### WHAT THE TASK REQUIRES
Everything from the line containing "Target: chevrolet silverado truck" to the end of the records must be restated word for word, and nothing else.

### EXERCISE INPUT
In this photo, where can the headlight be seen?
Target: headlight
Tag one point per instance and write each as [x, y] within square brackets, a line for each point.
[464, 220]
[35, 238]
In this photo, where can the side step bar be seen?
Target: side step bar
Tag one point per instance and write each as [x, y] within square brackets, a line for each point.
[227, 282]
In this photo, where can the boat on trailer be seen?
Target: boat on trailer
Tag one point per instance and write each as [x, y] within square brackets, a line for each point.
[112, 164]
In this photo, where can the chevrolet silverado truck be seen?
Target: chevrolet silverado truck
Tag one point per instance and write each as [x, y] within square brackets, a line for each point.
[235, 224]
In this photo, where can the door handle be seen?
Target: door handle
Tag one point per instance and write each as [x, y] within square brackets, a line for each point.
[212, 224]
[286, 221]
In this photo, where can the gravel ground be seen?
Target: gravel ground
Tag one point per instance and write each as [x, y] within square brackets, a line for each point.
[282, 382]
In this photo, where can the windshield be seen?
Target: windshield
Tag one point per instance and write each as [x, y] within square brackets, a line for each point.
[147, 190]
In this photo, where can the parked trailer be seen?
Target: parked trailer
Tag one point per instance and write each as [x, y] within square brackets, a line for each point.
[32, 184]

### RESPONSE TO THIS TASK
Target: chevrolet silverado truck
Tag one point per instance and write each as [x, y] within square brackets, a line for each point.
[235, 224]
In this photo, where can the door handle be seen?
Target: door handle
Tag one point per instance and write each as [x, y] within square brackets, a line for each point.
[212, 224]
[286, 221]
In this photo, where can the gravel ground be seen?
Target: gravel ground
Tag one point per instance and write each as [x, y] within square brackets, a line for each point.
[282, 382]
In this photo, where can the windshield be seen?
Target: windshield
Tag one point per instance and write each as [x, y] within square brackets, a line for each point.
[147, 190]
In this photo, where can the parked trailer be seen?
Target: parked trailer
Tag one point per instance and write each as [x, y] within square brackets, a line for each point.
[32, 184]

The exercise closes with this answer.